What you should do ::
Render every line of the records below as a two-column Markdown table headed Row and Line. Number the rows in order and leave out blank lines.
** START Data provided **
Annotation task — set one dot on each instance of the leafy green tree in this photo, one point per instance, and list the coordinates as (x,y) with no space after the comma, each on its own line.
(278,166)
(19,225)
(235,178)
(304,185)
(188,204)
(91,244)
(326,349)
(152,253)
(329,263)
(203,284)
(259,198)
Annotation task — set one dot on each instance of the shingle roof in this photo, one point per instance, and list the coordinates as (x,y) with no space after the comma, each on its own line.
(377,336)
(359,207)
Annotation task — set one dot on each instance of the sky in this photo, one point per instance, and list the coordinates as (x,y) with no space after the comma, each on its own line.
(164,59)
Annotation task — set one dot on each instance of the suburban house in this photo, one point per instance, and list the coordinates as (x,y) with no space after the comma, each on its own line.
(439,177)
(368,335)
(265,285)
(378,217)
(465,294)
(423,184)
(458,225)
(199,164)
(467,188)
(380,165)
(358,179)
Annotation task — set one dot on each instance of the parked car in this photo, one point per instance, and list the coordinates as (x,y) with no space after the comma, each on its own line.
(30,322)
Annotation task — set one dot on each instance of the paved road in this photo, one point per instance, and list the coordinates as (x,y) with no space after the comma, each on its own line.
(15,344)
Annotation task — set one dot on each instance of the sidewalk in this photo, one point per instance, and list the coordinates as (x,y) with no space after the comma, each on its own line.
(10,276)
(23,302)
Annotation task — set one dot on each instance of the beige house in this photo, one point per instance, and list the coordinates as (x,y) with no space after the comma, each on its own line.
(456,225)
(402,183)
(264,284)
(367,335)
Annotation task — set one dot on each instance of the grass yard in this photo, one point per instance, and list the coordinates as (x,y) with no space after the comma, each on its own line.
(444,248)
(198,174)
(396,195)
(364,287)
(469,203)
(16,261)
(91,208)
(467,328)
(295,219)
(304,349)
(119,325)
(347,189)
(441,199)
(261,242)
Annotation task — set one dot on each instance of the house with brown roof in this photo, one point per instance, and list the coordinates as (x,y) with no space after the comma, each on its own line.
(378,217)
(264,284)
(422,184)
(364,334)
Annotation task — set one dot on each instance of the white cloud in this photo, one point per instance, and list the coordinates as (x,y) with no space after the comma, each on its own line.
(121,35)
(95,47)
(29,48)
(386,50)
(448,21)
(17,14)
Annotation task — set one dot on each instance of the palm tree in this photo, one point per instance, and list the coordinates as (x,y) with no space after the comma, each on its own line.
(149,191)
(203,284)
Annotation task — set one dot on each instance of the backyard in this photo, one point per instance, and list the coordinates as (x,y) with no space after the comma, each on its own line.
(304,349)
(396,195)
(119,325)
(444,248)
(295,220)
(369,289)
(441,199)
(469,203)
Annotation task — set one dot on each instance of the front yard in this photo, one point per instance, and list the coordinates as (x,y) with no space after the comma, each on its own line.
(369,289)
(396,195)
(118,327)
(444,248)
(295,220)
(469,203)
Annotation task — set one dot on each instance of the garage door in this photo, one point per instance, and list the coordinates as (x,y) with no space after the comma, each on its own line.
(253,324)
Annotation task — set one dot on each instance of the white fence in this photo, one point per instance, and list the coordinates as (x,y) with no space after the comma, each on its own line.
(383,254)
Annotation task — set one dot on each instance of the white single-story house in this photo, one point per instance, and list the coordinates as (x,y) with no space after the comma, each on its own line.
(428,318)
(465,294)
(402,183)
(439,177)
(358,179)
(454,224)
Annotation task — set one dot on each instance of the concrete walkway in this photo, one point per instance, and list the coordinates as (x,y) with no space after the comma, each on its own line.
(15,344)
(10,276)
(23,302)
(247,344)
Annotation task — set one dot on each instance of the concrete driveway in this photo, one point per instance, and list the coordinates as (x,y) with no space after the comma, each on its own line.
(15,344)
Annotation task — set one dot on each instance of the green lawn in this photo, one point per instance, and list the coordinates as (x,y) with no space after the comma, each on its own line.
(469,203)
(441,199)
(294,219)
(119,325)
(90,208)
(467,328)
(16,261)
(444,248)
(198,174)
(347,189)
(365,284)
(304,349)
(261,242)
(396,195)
** END Data provided **
Output for this task ::
| Row | Line |
|---|---|
| 1 | Annotation task — set one dot on each instance of the leafy green tree in this photo, one point per instance, and list the coordinates as (x,y) with no space after the comma, each on its own line. |
| 2 | (278,166) |
| 3 | (19,225) |
| 4 | (235,178) |
| 5 | (304,185) |
| 6 | (188,204) |
| 7 | (91,244) |
| 8 | (326,349) |
| 9 | (152,253) |
| 10 | (329,263) |
| 11 | (203,284) |
| 12 | (259,198) |
| 13 | Annotation task — set one dot on each instance of the shingle roof in this photo, one point per instance, and list the coordinates as (x,y) with no space after the comma, each on its own line. |
| 14 | (377,336) |
| 15 | (359,207) |
| 16 | Annotation task — set one dot on each instance of the sky in this photo, one point per instance, and list the coordinates as (x,y) with no space after the comma, each on its own line. |
| 17 | (164,59) |
| 18 | Annotation task — set one dot on each instance of the suburban house in this photo, one point per instance, and list the coordinates as (x,y) with no space after the comma, each on its own line. |
| 19 | (439,177) |
| 20 | (368,335) |
| 21 | (265,285) |
| 22 | (378,217) |
| 23 | (465,294) |
| 24 | (423,184) |
| 25 | (458,225) |
| 26 | (199,164) |
| 27 | (467,188) |
| 28 | (380,165) |
| 29 | (358,179) |
| 30 | Annotation task — set one dot on each instance of the parked car in this photo, one point per instance, and list the coordinates as (x,y) with no space after the comma, each on its own line. |
| 31 | (30,322) |
| 32 | Annotation task — set one dot on each instance of the paved road in this photo, one point per instance, and list the coordinates as (x,y) with no space after the comma, each on its own line. |
| 33 | (15,344) |
| 34 | Annotation task — set one dot on each instance of the sidewalk in this photo, one point per instance, and list the coordinates as (x,y) with no space after the comma, each on its own line. |
| 35 | (10,276) |
| 36 | (23,302) |
| 37 | Annotation task — set one dot on each instance of the beige house in this photo, one point per instance, and list the coordinates as (x,y) with no space after the comma, each on its own line. |
| 38 | (456,225) |
| 39 | (402,183) |
| 40 | (264,284) |
| 41 | (367,335) |
| 42 | Annotation task — set one dot on each instance of the grass yard in this photo, one point per instance, and list the coordinates as (x,y) with no space after the comma, each on its own line. |
| 43 | (444,248) |
| 44 | (198,174) |
| 45 | (396,195) |
| 46 | (364,287) |
| 47 | (469,203) |
| 48 | (16,261) |
| 49 | (91,208) |
| 50 | (467,328) |
| 51 | (295,219) |
| 52 | (304,349) |
| 53 | (119,325) |
| 54 | (347,189) |
| 55 | (441,199) |
| 56 | (261,242) |
| 57 | Annotation task — set one dot on each instance of the house with brown roof in this photo, one point per instance, and list the coordinates as (x,y) with no space after the comma, each on its own line. |
| 58 | (378,217) |
| 59 | (264,284) |
| 60 | (422,184) |
| 61 | (364,334) |
| 62 | Annotation task — set one dot on each instance of the white cloud in this photo, one point per instance, and list the coordinates as (x,y) with no space after the comma, each on its own line. |
| 63 | (121,35) |
| 64 | (95,47) |
| 65 | (29,48) |
| 66 | (386,50) |
| 67 | (448,21) |
| 68 | (17,14) |
| 69 | Annotation task — set one dot on each instance of the palm tree in this photo, one point per instance, and list the coordinates as (x,y) with no space after the comma, each on its own line. |
| 70 | (149,191) |
| 71 | (203,284) |
| 72 | Annotation task — set one dot on each instance of the backyard in this photo, one point per instance, and list the coordinates as (x,y) with no space after the comma, each on its own line. |
| 73 | (304,349) |
| 74 | (396,195) |
| 75 | (119,325) |
| 76 | (444,248) |
| 77 | (295,220) |
| 78 | (369,289) |
| 79 | (441,199) |
| 80 | (469,203) |
| 81 | Annotation task — set one dot on each instance of the front yard in this photo, one point per instance, and list the coordinates as (x,y) with no space after the comma, each on its own line. |
| 82 | (369,289) |
| 83 | (396,195) |
| 84 | (118,327) |
| 85 | (444,248) |
| 86 | (295,220) |
| 87 | (469,203) |
| 88 | Annotation task — set one dot on each instance of the garage door in this photo, one point per instance, and list the coordinates as (x,y) with no space after the comma, each on its own line. |
| 89 | (253,324) |
| 90 | Annotation task — set one dot on each instance of the white fence in this photo, one point per instance, and list the coordinates as (x,y) with no space after the comma, each on its own line. |
| 91 | (383,254) |
| 92 | Annotation task — set one dot on each instance of the white single-story house in this photo, one point per instance, and list the coordinates as (x,y) with no space after the comma, each on its own line. |
| 93 | (428,318) |
| 94 | (465,294) |
| 95 | (402,183) |
| 96 | (439,177) |
| 97 | (358,179) |
| 98 | (454,224) |
| 99 | Annotation task — set one dot on each instance of the concrete walkway in this photo, one point per instance, and list the coordinates as (x,y) with no space after the comma, each on its own line. |
| 100 | (15,344) |
| 101 | (10,276) |
| 102 | (23,302) |
| 103 | (247,344) |
| 104 | Annotation task — set one dot on each instance of the concrete driveway in this photo, one point per instance, and list the coordinates as (x,y) with no space after the comma, each on its own line. |
| 105 | (15,344) |
| 106 | Annotation task — set one dot on each instance of the green lawn in this photo, one point per instance, and list the coordinates as (x,y) with no space after the comma, each on its own line. |
| 107 | (469,203) |
| 108 | (441,199) |
| 109 | (294,219) |
| 110 | (119,325) |
| 111 | (90,208) |
| 112 | (467,328) |
| 113 | (16,261) |
| 114 | (444,248) |
| 115 | (198,174) |
| 116 | (347,189) |
| 117 | (365,284) |
| 118 | (304,349) |
| 119 | (261,242) |
| 120 | (396,195) |